AIM OF THE EXERCISE »
An exact copy of the data is required; the images should not appear in it.

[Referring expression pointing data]
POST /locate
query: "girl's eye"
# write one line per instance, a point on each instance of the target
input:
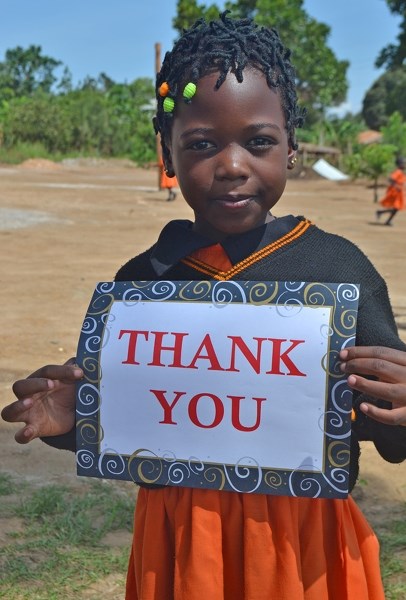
(261, 142)
(201, 145)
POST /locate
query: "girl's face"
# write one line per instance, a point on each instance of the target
(229, 150)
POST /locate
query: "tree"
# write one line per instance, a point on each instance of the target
(385, 97)
(321, 77)
(393, 56)
(25, 72)
(373, 162)
(395, 133)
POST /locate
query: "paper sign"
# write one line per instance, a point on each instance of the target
(224, 385)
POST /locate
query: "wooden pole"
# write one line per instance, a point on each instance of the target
(158, 137)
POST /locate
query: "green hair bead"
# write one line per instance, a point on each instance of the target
(168, 104)
(189, 91)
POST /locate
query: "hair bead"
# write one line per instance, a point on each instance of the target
(163, 89)
(189, 91)
(169, 104)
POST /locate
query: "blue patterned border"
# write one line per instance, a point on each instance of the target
(145, 466)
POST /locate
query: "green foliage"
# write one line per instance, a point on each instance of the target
(58, 550)
(394, 133)
(25, 71)
(372, 162)
(36, 119)
(385, 97)
(100, 117)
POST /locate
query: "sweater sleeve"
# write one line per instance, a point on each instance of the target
(376, 327)
(128, 272)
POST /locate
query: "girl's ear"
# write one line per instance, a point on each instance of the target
(167, 160)
(292, 159)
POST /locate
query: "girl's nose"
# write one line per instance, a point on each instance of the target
(232, 163)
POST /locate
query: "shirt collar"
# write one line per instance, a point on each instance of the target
(178, 240)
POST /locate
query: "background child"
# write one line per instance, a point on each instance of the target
(227, 116)
(394, 199)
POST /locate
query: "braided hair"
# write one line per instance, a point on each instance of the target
(227, 46)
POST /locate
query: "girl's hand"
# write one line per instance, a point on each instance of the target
(389, 366)
(45, 402)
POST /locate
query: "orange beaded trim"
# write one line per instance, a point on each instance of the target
(253, 258)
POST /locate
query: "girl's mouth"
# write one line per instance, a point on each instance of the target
(234, 202)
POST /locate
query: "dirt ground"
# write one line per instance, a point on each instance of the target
(65, 227)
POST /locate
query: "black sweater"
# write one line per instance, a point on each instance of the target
(288, 249)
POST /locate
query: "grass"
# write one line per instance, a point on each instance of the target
(56, 550)
(393, 559)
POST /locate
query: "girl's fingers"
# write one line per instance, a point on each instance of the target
(376, 353)
(396, 416)
(391, 392)
(25, 435)
(14, 412)
(24, 388)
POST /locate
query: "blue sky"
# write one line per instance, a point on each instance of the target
(118, 37)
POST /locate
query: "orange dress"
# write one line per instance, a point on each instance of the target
(394, 196)
(194, 544)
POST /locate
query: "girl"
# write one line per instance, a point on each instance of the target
(227, 113)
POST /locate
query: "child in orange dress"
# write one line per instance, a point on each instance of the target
(394, 199)
(227, 113)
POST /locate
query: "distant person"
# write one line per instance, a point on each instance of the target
(168, 182)
(394, 199)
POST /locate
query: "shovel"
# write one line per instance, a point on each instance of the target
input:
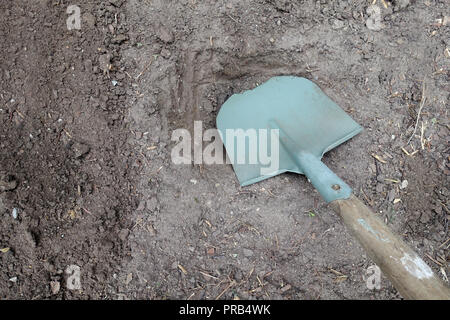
(293, 121)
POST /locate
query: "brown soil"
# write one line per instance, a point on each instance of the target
(85, 141)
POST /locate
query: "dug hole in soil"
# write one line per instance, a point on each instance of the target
(88, 187)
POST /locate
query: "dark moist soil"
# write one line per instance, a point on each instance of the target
(63, 145)
(86, 176)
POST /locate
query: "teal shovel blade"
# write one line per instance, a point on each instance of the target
(298, 123)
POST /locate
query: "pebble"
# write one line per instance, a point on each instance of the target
(80, 149)
(166, 54)
(165, 35)
(404, 184)
(15, 213)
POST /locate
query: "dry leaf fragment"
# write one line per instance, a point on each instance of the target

WRITTEN ANSWER »
POST /locate
query: "girl's eye"
# write one line per instance, a point on each instance of the target
input:
(261, 142)
(201, 145)
POST /locate
query: "girl's face"
# write one line per instance, a point on each instance of the target
(229, 150)
POST /locate
query: "tree"
# write one line per instance, a point on each instance of the target
(385, 97)
(321, 77)
(393, 56)
(25, 72)
(373, 162)
(395, 133)
POST /locate
query: "paper sign"
# write one line per instance, a point on each instance of the target
(224, 385)
POST /locate
query: "wooden pole"
# write one line per instance, a point on each instance of the target
(158, 137)
POST /locate
query: "green hair bead"
# write one line per instance, a point on each instance of the target
(168, 104)
(189, 91)
POST /locate
query: "hair bead"
# write one line per instance, a point on each instance of the target
(163, 89)
(189, 91)
(169, 104)
POST /locate
query: "blue patterned border"
# write one line per instance, a point on each instance of the target
(145, 466)
POST /locate
query: "green foliage"
# write one line per instance, a point on each instance of the target
(58, 550)
(394, 133)
(25, 71)
(372, 162)
(36, 119)
(385, 97)
(100, 117)
POST /locate
query: "sweater sleeve"
# write one line per instance, a point on each instance of the target
(376, 327)
(128, 272)
POST /locate
query: "girl's ear"
# write one line per instance, a point on each instance of the target
(167, 160)
(292, 159)
POST /locate
query: "girl's nose"
# write one line per instance, a point on each instance of the target
(232, 163)
POST /locate
query: "shirt collar"
# write one line per instance, a point on each instance of the target
(178, 240)
POST /locate
query: "background child"
# write one line per instance, a point on each instance of the target
(227, 116)
(394, 199)
POST /locate
query: "braided hair"
# write one line per instance, a point on each instance of the target
(227, 46)
POST /locate
query: "girl's hand"
# write one line per instance, a point on each instance of the target
(389, 366)
(45, 402)
POST /locate
query: "orange beaded trim"
# write one line per instance, a point on each instance of the target
(253, 258)
POST /locate
query: "girl's mouth"
# write one line per instance, a point on each instance of the target
(234, 202)
POST /locate
query: "dirt ground"
# write one line per instance, a point on each instance of the target
(65, 227)
POST /locate
query: "black sweater"
# write one line per instance, a point on each instance of the target
(288, 249)
POST /locate
query: "grass"
# write one line per instance, a point on each instance of the target
(56, 550)
(393, 559)
POST /locate
query: "girl's fingers"
# write one line per instance, a point on each instance of the target
(376, 353)
(396, 416)
(391, 392)
(25, 435)
(14, 412)
(24, 388)
POST /locate
query: "blue sky"
# write one line per instance, a point on each instance of the target
(118, 37)
POST /locate
query: "orange dress"
# write one line per instance, a point on each instance of the target
(394, 196)
(194, 544)
POST /locate
query: "girl"
# write one line per instance, a point on each instance of the target
(227, 113)
POST /locate
query: "child in orange dress"
# write one line per instance, a point on each instance of the target
(394, 199)
(227, 113)
POST /locate
query: "distant person"
# write one line per instance, a point on each instance of the target
(168, 182)
(394, 199)
POST /locate
query: "shovel"
# write one line per instance, a point on each instance of the target
input:
(293, 121)
POST /locate
query: "brown soil"
# write one line per instance, a point on each instance of the target
(85, 141)
POST /locate
query: "dug hole in soil"
# write one line per instance, a point on each instance of the target
(88, 187)
POST /locate
query: "dark moist soil"
# write one line per instance, a point on each instance of the target
(63, 145)
(86, 176)
POST /locate
query: "teal shovel blade"
# write one line per instance, a point on each instance of the target
(298, 123)
POST /locate
query: "pebble"
# write one line per instance, a point on each instance of the target
(80, 149)
(166, 54)
(165, 35)
(404, 184)
(15, 213)
POST /locate
query: "dry leaf fragment"
# write one line per instance, a point on each instance of the target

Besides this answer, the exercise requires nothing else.